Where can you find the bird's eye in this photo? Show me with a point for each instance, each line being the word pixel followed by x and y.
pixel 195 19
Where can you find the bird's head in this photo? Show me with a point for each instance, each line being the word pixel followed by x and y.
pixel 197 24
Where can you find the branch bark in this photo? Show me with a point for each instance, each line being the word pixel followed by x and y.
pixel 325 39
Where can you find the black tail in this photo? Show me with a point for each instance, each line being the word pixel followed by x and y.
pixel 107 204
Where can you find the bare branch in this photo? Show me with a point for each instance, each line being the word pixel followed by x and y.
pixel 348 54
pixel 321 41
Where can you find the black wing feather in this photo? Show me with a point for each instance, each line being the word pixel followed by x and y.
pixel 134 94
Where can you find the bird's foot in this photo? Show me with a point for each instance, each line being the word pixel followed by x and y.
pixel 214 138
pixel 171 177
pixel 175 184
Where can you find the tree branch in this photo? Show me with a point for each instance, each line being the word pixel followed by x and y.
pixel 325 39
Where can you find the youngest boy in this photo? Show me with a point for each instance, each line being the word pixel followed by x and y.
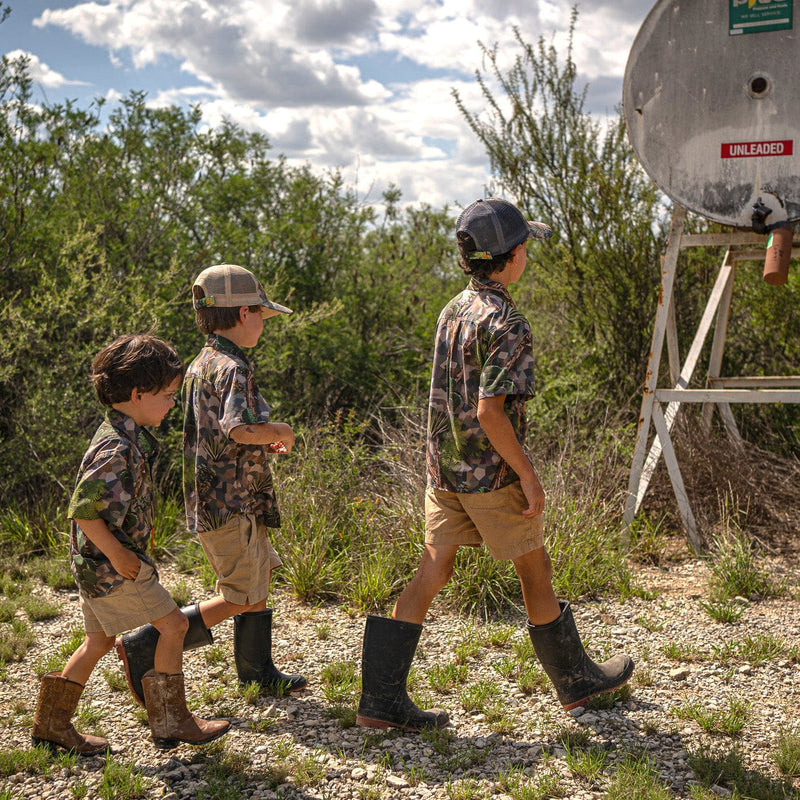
pixel 112 513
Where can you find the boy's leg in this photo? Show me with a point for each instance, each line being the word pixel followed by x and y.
pixel 535 572
pixel 218 609
pixel 557 642
pixel 83 660
pixel 168 656
pixel 390 644
pixel 434 571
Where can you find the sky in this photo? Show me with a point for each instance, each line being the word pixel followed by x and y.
pixel 360 86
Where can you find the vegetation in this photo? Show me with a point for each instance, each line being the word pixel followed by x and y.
pixel 106 215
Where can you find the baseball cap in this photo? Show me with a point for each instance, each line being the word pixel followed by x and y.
pixel 497 227
pixel 231 286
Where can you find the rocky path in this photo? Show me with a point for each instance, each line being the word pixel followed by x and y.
pixel 505 741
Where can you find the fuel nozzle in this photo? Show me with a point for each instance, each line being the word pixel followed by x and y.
pixel 759 218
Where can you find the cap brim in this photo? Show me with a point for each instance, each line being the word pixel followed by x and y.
pixel 270 309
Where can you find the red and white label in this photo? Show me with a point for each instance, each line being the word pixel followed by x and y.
pixel 780 147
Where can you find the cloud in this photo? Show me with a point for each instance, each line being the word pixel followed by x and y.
pixel 360 85
pixel 333 22
pixel 40 72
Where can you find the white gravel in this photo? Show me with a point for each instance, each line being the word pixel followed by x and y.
pixel 293 747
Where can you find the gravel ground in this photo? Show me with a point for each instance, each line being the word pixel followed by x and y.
pixel 293 747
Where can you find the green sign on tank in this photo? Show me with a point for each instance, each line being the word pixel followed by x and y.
pixel 759 16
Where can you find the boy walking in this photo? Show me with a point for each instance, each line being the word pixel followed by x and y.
pixel 482 487
pixel 112 513
pixel 228 489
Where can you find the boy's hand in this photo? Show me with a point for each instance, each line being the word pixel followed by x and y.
pixel 534 494
pixel 286 441
pixel 126 563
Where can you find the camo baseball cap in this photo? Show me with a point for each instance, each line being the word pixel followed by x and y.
pixel 497 227
pixel 232 286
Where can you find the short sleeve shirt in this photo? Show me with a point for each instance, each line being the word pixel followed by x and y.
pixel 482 349
pixel 114 484
pixel 221 477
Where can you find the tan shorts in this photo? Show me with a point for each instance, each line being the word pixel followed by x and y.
pixel 130 605
pixel 242 557
pixel 491 518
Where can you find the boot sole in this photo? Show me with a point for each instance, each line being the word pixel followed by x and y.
pixel 370 722
pixel 170 744
pixel 582 703
pixel 126 668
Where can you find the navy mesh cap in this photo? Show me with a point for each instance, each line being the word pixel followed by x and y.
pixel 497 227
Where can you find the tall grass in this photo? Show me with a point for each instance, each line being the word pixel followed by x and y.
pixel 351 501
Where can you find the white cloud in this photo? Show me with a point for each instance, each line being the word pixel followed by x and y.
pixel 40 72
pixel 360 85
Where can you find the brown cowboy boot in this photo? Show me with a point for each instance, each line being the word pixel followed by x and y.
pixel 58 699
pixel 170 721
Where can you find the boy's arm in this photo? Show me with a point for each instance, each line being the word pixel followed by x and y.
pixel 500 432
pixel 124 561
pixel 273 433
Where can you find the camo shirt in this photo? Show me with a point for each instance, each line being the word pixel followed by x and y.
pixel 482 349
pixel 114 484
pixel 220 476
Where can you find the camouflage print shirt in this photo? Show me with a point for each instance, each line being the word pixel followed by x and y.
pixel 482 349
pixel 114 484
pixel 220 476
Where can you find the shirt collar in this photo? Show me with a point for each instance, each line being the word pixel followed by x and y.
pixel 224 345
pixel 480 284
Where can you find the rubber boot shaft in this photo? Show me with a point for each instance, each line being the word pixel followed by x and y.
pixel 137 650
pixel 386 656
pixel 170 720
pixel 252 649
pixel 52 726
pixel 574 675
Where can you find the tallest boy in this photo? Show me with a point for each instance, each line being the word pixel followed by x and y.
pixel 482 487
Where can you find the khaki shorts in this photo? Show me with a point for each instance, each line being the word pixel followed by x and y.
pixel 242 557
pixel 130 605
pixel 491 518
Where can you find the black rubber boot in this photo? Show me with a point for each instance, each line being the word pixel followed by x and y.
pixel 388 650
pixel 137 650
pixel 575 676
pixel 252 648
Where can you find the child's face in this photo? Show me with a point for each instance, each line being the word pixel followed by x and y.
pixel 252 326
pixel 152 407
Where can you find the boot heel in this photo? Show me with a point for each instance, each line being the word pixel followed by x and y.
pixel 165 744
pixel 367 722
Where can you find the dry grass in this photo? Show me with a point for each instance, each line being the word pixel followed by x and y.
pixel 719 474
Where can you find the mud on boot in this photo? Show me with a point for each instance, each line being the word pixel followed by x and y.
pixel 574 675
pixel 137 650
pixel 170 720
pixel 387 653
pixel 252 649
pixel 52 726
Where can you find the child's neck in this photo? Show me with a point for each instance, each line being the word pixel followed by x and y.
pixel 234 335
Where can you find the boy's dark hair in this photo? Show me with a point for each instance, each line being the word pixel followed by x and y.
pixel 217 318
pixel 481 267
pixel 135 361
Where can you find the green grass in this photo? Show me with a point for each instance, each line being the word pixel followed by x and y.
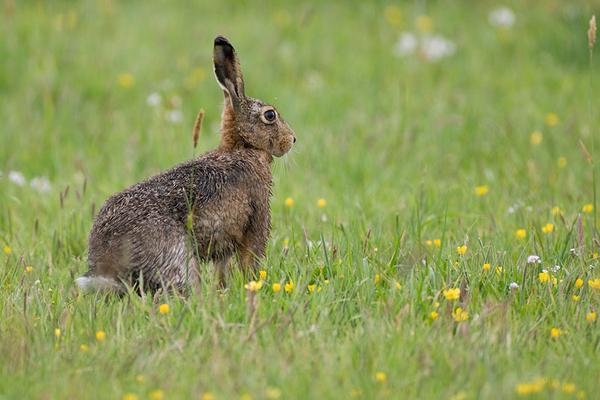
pixel 395 145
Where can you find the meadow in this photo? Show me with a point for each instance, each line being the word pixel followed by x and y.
pixel 435 227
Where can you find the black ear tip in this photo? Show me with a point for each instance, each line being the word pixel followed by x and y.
pixel 222 41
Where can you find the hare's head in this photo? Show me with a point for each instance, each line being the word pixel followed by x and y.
pixel 247 122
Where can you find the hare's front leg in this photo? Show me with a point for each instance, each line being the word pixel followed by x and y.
pixel 254 245
pixel 221 269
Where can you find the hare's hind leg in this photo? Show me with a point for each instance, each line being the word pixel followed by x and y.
pixel 164 258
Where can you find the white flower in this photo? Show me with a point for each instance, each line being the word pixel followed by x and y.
pixel 502 17
pixel 407 44
pixel 174 116
pixel 437 47
pixel 16 177
pixel 154 99
pixel 41 184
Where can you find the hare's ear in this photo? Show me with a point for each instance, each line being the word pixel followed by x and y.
pixel 228 70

Set exercise: Give the lines above as a numbered list, leaving out blank lines and leaving the pictures out of your answer.

Written solution:
1. Where can you find the bird's eye in this photo? Show me with a point for each instance, each line being the word pixel followed by x and y.
2. pixel 195 19
3. Where can you find the bird's head in this photo? Show me with a point for each instance, each line being the word pixel followed by x and y.
4. pixel 197 24
5. Where can you find the branch bark in this photo? Show me with a point for each instance, each line being the word pixel followed by x and y.
6. pixel 325 39
7. Where can you find the black tail in this photo? Show me with a point for each instance, each line being the word pixel followed by x and y.
8. pixel 107 204
9. Where can you find the bare branch in this photo? Show me with a point for each instance, each line being the word pixel followed by x and y.
10. pixel 348 54
11. pixel 321 41
12. Where can you find the black wing feather in this photo? Show me with a point for each instance, each line being the word pixel followed by x and y.
13. pixel 134 94
14. Where can you find the bird's foot in this photo? Show me with a point for each instance, each line being the word pixel followed by x and y.
15. pixel 214 138
16. pixel 171 177
17. pixel 175 184
18. Where can you find the tree branch in this photo? Show me with a point for each instance, each line being the word pixel followed by x and y.
19. pixel 325 39
20. Where can you find the youngest boy in this photo? Show me with a point for each instance, each line being the word pixel followed by x and y.
21. pixel 112 513
22. Where can you find the boy's leg in this photo? Show me with a point for each instance, each line being the word pixel followed by x and y.
23. pixel 535 572
24. pixel 218 609
25. pixel 557 642
26. pixel 83 660
27. pixel 168 656
28. pixel 390 644
29. pixel 434 571
30. Where can you find the sky in this photo? Show me with a point for each instance, each line being the word pixel followed by x and y.
31. pixel 360 86
32. Where can you find the vegetation in this photo? Show me with a point for each instance, each line being the word pixel followed by x and y.
33. pixel 106 215
34. Where can you find the baseball cap in this photo? Show me with a point for each instance, each line being the word pixel followed by x and y.
35. pixel 497 227
36. pixel 231 286
37. Where can you find the rocky path in this photo? Show me with a point for each instance, each line being the word pixel followed by x and y.
38. pixel 505 741
39. Where can you find the fuel nozzle in this photo? Show me with a point for each instance, each line being the word pixel followed by x and y.
40. pixel 759 218
41. Where can you find the cap brim in this photo? Show me with a point for each instance, each line being the word pixel followed by x and y.
42. pixel 270 309
43. Where can you find the red and white label in this photo? Show me with a point for each instance, each line being the word pixel followed by x and y.
44. pixel 780 147
45. Where can you find the cloud in this photo? Show me with a point for each instance, each line being the word pixel followed by x and y.
46. pixel 360 85
47. pixel 333 22
48. pixel 40 72
49. Where can you find the white gravel in this photo? Show me with a point for each instance, each line being the word pixel followed by x and y.
50. pixel 293 747
51. Where can you find the gravel ground in this photo? Show me with a point for each instance, each line being the word pixel followed by x and y.
52. pixel 293 747
53. Where can you find the green sign on tank in this photo? Show me with a point for each instance, each line being the word pixel followed by x and y.
54. pixel 759 16
55. Where can you find the boy walking in this photo? Show me with a point for each instance, each line being the word pixel followed by x and y.
56. pixel 482 487
57. pixel 112 513
58. pixel 228 489
59. Where can you find the boy's hand in this photo? Show me with a point for each instance, each line being the word pixel followed by x and y.
60. pixel 534 494
61. pixel 286 441
62. pixel 126 563
63. Where can you find the camo baseball cap in this photo? Show me with a point for each instance, each line being the word pixel followed by x and y.
64. pixel 497 227
65. pixel 232 286
66. Where can you find the short sleeve shirt in this photo? Show me with a point for each instance, each line being the word pixel followed by x and y.
67. pixel 482 349
68. pixel 114 484
69. pixel 221 477
70. Where can you find the tan shorts in this photo? Show me with a point for each instance, each line being the word pixel followed by x and y.
71. pixel 130 605
72. pixel 242 557
73. pixel 491 518
74. Where can you find the boot sole in this photo? Show me with a point for each instance, each line being the word pixel followed by x and y.
75. pixel 370 722
76. pixel 170 744
77. pixel 582 703
78. pixel 126 668
79. Where can you find the navy mesh cap in this photo? Show me with a point for each instance, each line being the word pixel followed by x and y.
80. pixel 497 227
81. Where can you find the tall grass in this photo? Show me with a point for each instance, each line being the word pixel followed by x and y.
82. pixel 351 501
83. Where can you find the white cloud in this photo? Show me with a point for each instance, each line being the word pixel followed by x and y.
84. pixel 40 72
85. pixel 360 85
86. Where can you find the brown cowboy boot in this photo? Show me with a point for each instance, each line being the word pixel followed by x and y.
87. pixel 58 699
88. pixel 170 721
89. Where can you find the boy's arm in this photo? Show me with a point for each instance, each line being the word pixel followed by x and y.
90. pixel 500 432
91. pixel 124 561
92. pixel 273 433
93. Where can you find the camo shirt in this photo? Show me with a point for each instance, each line being the word pixel followed by x and y.
94. pixel 482 349
95. pixel 114 484
96. pixel 220 476
97. Where can you find the camouflage print shirt in this photo? Show me with a point for each instance, each line being the word pixel followed by x and y.
98. pixel 482 349
99. pixel 114 484
100. pixel 220 476
101. Where can you find the shirt collar in this photo? Show me with a point for each instance, each line being the word pixel followed by x and y.
102. pixel 224 345
103. pixel 480 284
104. Where can you find the rubber boot shaft in this photo? Show me with a point for each instance, each line being the word pixel followed by x and y.
105. pixel 137 650
106. pixel 386 656
107. pixel 170 720
108. pixel 252 649
109. pixel 52 726
110. pixel 574 675
111. Where can you find the tallest boy in this photo? Show me with a point for each instance, each line being the word pixel followed by x and y.
112. pixel 482 487
113. Where can you find the khaki shorts in this photo? Show me with a point for each instance, each line being the word pixel followed by x and y.
114. pixel 242 557
115. pixel 130 605
116. pixel 491 518
117. Where can you find the black rubber boot in this photo? Show me with a point for each instance, each line being the word pixel followed by x and y.
118. pixel 388 650
119. pixel 137 650
120. pixel 575 676
121. pixel 252 648
122. Where can you find the child's face in this photo? Show me with a point for each instance, each line being the word pixel followed by x and y.
123. pixel 252 326
124. pixel 152 407
125. Where can you find the boot heel in this photo? Show me with a point for each instance, each line being the word pixel followed by x and y.
126. pixel 165 744
127. pixel 367 722
128. Where can you find the dry grass in this photo? Show me with a point for each instance, each line being the word pixel followed by x and y.
129. pixel 719 474
130. Where can you find the mud on boot in this photo? Show me with a point for each instance, each line being the word pixel followed by x and y.
131. pixel 574 675
132. pixel 137 650
133. pixel 170 720
134. pixel 387 653
135. pixel 252 649
136. pixel 52 726
137. Where can you find the child's neck in this photo? Show me with a point for each instance, each line being the word pixel followed by x and y.
138. pixel 234 335
139. Where can you find the boy's dark hair in this photo? Show me with a point for each instance, each line being the word pixel followed by x and y.
140. pixel 217 318
141. pixel 481 267
142. pixel 135 361
143. Where can you find the green grass in this photo? Show me with a point for each instance, each line being the word pixel followed by x and y.
144. pixel 395 145
145. Where can you find the meadow in this photo? Show me with a point for each instance, each line being the word pixel followed by x and y.
146. pixel 435 227
147. Where can you find the black ear tip in this photo? Show me with a point for each instance, each line being the word pixel followed by x and y.
148. pixel 222 41
149. Where can you find the hare's head in this photo? Show me with a point for each instance, each line being the word pixel followed by x and y.
150. pixel 247 122
151. Where can you find the hare's front leg in this photo? Show me with a point for each instance, each line being the word pixel followed by x and y.
152. pixel 254 245
153. pixel 221 269
154. Where can you find the hare's hind leg in this photo? Show me with a point for each instance, each line being the word pixel followed by x and y.
155. pixel 164 258
156. Where can you find the white flower in this photo? Show me with a point for each instance, each line being the word pixel followed by x and y.
157. pixel 502 17
158. pixel 407 44
159. pixel 174 116
160. pixel 437 47
161. pixel 16 177
162. pixel 154 99
163. pixel 41 184
164. Where can you find the hare's ear in this photo? Show me with a point for each instance, each line being the word pixel followed by x and y.
165. pixel 228 70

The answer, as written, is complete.